**Extract provided:**
# # # #

We recorded eVEPs in three subjects while systematically varying stimulus level. Subjects provided feedback by rating the brightness and size of the perceived flashes of light (‘phosphenes’). Input-output functions were generated using eVEP amplitude and latency based of the first two positive peaks (P1 and P2). Correlation was determined using linear regression, followed by an F-test on the slope. eVEP thresholds were defined as the amplitude equaling 4 times the standard deviation (4×SD) of the eVEP waveform. We also investigated the effect of stimulating different retinal locations, the maximal feasible pulse rate, and adaptation (‘fading’).


P1 and P2 amplitudes significantly increased as a function of subjective percept in all three subjects (linear regression and F-test, P< 0.05). Only 1 out of 3 subjects showed a significant decrease of eVEP latency with stimulus level and rating (P< 0.05). P2 amplitude yielded accurate predictions of subjective threshold in all three subjects (table 1). Stimulating macular electrodes resulted in higher eVEP amplitudes and shorter latencies compared to more peripheral electrodes (RM ANOVA and Tukey’s post hoc test, P< 0.05), while subjective ratings were not different (P> 0.05). At pulse rates above 2/3 Hz, eVEP waveforms became distorted and amplitudes declined. Subjective phosphene brightness decreased over time, which was reflected in P1 amplitude (linear regression and F-test, P< 0.01), but not in P2 amplitude (P> 0.05).

# # # #

**What you should do:** From the eVEP study excerpt, return the passage that begins at the words "We recorded eVEPs" and stops after "and adaptation (‘fading’).", copied word for word.

# # # #

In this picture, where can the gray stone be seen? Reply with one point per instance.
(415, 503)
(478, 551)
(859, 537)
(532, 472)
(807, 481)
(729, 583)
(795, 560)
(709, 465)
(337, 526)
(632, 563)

# # # #

**Exercise answer:**
We recorded eVEPs in three subjects while systematically varying stimulus level. Subjects provided feedback by rating the brightness and size of the perceived flashes of light (‘phosphenes’). Input-output functions were generated using eVEP amplitude and latency based of the first two positive peaks (P1 and P2). Correlation was determined using linear regression, followed by an F-test on the slope. eVEP thresholds were defined as the amplitude equaling 4 times the standard deviation (4×SD) of the eVEP waveform. We also investigated the effect of stimulating different retinal locations, the maximal feasible pulse rate, and adaptation (‘fading’).